## Start TASK INPUT
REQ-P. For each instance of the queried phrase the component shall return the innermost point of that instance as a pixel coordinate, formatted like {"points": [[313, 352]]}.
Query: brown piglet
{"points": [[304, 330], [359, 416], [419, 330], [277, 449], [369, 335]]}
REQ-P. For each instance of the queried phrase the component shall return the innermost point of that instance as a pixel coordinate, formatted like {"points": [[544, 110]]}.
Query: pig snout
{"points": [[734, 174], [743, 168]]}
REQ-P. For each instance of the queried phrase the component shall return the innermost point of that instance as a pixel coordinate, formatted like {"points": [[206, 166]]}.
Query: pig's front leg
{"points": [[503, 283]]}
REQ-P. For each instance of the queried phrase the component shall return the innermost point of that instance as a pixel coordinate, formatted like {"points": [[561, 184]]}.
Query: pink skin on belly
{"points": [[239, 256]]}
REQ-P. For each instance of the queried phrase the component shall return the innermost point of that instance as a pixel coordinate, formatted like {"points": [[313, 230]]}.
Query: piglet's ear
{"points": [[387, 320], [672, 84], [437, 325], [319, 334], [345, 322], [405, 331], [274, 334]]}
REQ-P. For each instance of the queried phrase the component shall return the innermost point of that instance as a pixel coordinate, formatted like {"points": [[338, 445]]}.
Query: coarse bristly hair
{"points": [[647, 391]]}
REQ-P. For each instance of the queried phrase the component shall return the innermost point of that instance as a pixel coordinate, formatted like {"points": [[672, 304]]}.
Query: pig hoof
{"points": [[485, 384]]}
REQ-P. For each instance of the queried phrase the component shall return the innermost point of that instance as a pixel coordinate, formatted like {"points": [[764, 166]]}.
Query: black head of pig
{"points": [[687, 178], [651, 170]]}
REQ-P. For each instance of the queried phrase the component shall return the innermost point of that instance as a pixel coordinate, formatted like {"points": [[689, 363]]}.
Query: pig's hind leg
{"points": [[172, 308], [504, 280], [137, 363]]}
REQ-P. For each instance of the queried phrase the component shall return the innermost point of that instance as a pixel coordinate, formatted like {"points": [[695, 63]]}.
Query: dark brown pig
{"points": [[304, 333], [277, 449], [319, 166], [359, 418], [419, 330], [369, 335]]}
## End TASK INPUT
* **STATED PROBLEM**: Collect every line above that contains the string "brown". Case counts, so a match must have the same capitalization.

* **TASK OUTPUT**:
Query: brown piglet
Query: dark brown pig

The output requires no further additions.